STATED PROBLEM
Copy out, unchanged, everything in the data from the line containing "where every rocky" down to the line containing "[51,184,307,218]", with both of those lines included.

RECORD EXCERPTS
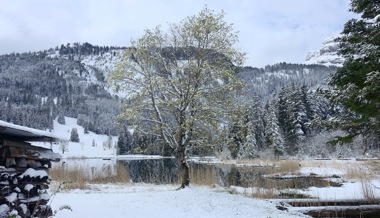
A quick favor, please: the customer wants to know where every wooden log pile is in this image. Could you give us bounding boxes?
[0,139,60,218]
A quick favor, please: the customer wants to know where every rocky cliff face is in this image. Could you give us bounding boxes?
[305,36,344,67]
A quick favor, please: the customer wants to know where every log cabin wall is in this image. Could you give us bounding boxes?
[0,129,60,218]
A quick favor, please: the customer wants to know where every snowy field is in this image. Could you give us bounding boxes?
[29,117,380,218]
[51,184,306,218]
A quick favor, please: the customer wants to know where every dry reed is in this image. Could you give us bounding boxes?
[49,166,130,189]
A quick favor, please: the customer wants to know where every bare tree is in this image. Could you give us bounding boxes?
[109,7,244,188]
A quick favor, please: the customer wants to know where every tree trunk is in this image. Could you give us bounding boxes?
[177,145,190,189]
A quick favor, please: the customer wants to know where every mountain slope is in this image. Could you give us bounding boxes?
[304,36,344,67]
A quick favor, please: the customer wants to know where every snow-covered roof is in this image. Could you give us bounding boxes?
[0,120,60,142]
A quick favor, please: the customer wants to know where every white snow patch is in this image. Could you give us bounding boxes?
[19,168,48,178]
[51,184,307,218]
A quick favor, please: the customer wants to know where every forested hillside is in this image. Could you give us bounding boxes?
[0,43,120,135]
[0,43,366,158]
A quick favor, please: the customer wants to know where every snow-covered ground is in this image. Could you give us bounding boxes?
[51,184,306,218]
[29,118,380,218]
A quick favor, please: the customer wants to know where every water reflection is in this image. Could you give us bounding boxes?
[53,158,332,192]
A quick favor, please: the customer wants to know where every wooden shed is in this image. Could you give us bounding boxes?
[0,120,61,218]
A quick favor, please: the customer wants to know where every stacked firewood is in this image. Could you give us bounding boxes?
[0,140,60,218]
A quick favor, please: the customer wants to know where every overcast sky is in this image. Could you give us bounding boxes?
[0,0,355,67]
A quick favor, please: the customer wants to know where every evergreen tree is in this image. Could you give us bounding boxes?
[329,0,380,144]
[117,126,131,154]
[70,128,79,142]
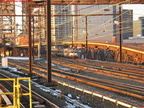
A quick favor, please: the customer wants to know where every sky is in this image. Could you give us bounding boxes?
[123,4,144,20]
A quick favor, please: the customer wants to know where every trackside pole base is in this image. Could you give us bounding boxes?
[44,81,57,87]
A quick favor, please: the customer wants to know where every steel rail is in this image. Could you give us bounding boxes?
[7,60,144,99]
[0,73,59,108]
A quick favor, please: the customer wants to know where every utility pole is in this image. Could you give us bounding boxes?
[118,4,122,63]
[72,26,74,48]
[46,0,51,83]
[85,16,88,59]
[28,0,32,76]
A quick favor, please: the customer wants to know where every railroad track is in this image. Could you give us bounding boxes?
[0,73,59,108]
[8,59,144,100]
[53,59,144,83]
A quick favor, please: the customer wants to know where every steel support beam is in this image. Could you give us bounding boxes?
[46,0,51,83]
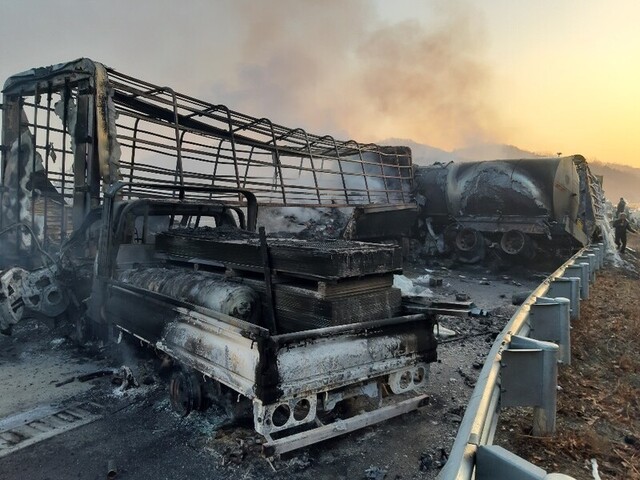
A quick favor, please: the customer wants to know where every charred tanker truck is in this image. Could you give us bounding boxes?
[0,59,436,454]
[415,155,604,263]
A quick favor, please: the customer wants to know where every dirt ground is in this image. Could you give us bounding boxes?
[0,258,540,480]
[496,235,640,480]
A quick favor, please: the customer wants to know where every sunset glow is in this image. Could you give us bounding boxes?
[0,0,640,167]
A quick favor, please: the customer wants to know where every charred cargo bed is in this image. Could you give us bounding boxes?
[156,229,402,280]
[0,59,436,453]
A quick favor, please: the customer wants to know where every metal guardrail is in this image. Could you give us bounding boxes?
[438,244,604,480]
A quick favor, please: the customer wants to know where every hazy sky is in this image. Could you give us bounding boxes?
[0,0,640,166]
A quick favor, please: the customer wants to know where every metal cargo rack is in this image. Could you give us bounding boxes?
[0,59,412,258]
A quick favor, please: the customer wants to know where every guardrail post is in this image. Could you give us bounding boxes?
[589,242,605,268]
[577,252,598,282]
[500,335,558,436]
[562,262,589,300]
[547,277,580,320]
[529,297,571,365]
[476,445,547,480]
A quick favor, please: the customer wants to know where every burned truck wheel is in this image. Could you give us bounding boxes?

OUTPUT BELOW
A quick favor, please: the customer wants to know where every rocky cliff face is in this image. Could you give us bounding boxes?
[305,36,344,67]
A quick favor, please: the customer wants to know where every log cabin wall is in this image. Could you give us bounding boxes?
[0,129,60,218]
A quick favor, please: the customer wants to know where every snowy field is in this image. Could you give us bounding boxes?
[29,117,380,218]
[51,184,306,218]
A quick favor, please: the customer wants to know where every dry reed is in this image. Could you give us bounding boxes?
[49,166,130,189]
A quick favor, please: the customer wants to know where every bare tree is in this image. Could you give us bounding boxes?
[109,7,244,188]
A quick favor, please: the customer wants to know where every tree trunk is in this image. Could you give us bounding boxes?
[177,145,190,189]
A quick favor, please: the customer wants to know where every mountain slope is in this image. Could you give us bounding boxes?
[304,36,344,67]
A quick favor, please: the customer wants to know where every snow-covered roof is in this image. Could you give us bounding boxes?
[0,120,60,142]
A quick favor, please: the customer wants to know where every white snow patch is in this image. Could you give us bounding boxes?
[19,168,48,178]
[51,184,307,218]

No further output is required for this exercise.